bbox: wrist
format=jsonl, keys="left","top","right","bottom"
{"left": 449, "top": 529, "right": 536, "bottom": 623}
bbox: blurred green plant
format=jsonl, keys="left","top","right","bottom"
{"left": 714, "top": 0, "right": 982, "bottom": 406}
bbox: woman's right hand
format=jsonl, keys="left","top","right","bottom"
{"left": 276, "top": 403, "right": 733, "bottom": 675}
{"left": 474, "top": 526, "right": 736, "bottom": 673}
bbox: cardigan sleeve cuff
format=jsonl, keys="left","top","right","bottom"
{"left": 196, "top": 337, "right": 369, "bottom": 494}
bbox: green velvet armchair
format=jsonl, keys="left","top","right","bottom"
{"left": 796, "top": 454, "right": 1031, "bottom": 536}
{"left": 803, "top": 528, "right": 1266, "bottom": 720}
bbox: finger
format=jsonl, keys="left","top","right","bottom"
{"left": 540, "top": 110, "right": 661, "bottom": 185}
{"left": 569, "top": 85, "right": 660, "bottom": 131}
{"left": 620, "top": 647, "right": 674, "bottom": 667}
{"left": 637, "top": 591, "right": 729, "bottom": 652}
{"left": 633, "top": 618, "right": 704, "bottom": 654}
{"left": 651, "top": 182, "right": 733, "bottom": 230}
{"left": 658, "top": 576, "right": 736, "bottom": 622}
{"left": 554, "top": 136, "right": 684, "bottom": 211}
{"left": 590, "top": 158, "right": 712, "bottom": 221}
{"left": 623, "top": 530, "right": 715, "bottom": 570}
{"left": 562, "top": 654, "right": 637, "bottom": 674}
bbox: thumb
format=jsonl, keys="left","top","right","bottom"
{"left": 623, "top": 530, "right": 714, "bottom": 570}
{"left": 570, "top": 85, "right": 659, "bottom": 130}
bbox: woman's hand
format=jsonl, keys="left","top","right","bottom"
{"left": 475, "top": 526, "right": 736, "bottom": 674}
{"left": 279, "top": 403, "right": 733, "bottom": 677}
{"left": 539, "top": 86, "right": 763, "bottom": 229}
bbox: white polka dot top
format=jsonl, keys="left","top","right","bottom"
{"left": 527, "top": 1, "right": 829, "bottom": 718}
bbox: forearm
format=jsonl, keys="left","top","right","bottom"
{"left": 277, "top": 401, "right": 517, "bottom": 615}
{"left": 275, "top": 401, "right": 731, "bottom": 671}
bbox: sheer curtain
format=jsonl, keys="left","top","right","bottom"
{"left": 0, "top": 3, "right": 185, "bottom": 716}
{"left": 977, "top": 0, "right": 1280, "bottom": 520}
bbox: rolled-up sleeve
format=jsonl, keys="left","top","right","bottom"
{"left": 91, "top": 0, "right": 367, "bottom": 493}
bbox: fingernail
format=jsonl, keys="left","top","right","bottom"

> _Task_: Sift through the entries and copy every line with "sleeve".

> _Final answer_:
bbox: cardigan sleeve cuff
bbox: rolled-up sleeve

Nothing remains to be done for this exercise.